--- Supplied data ---
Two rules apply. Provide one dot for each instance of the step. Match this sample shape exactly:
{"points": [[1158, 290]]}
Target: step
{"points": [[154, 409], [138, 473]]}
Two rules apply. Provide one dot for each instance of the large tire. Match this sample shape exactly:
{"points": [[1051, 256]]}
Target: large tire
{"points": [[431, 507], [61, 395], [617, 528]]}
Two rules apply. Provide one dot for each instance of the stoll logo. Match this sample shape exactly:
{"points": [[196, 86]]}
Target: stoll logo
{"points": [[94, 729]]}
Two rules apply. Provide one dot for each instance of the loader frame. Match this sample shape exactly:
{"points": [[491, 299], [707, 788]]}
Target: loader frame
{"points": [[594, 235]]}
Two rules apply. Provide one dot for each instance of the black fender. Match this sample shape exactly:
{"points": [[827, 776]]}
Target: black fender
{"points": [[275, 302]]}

--- Work required ---
Your task is to extract the lines running from the one with "of the large" to the end of the material, inclusive, copying each exactly and adding nothing.

--- Full answer ---
Two rules apply. Provide one dot for each instance of the large tire. Match this sample shape exactly:
{"points": [[1051, 256]]}
Target: large tire
{"points": [[431, 507], [61, 395], [617, 528]]}
Two rules apply. Provide one dot for each instance of the stoll logo. Match this sample shape exactly:
{"points": [[196, 86]]}
Target: stoll logo
{"points": [[94, 729]]}
Two rules apply. Provide one dot for each instance of the loader frame. Match this sample shape exactly:
{"points": [[491, 299], [707, 788]]}
Target: loader frame
{"points": [[594, 235]]}
Two rules apply. Provide one dot for each instance of the black fender. Match this sample shape exactly:
{"points": [[827, 776]]}
Target: black fender
{"points": [[275, 302]]}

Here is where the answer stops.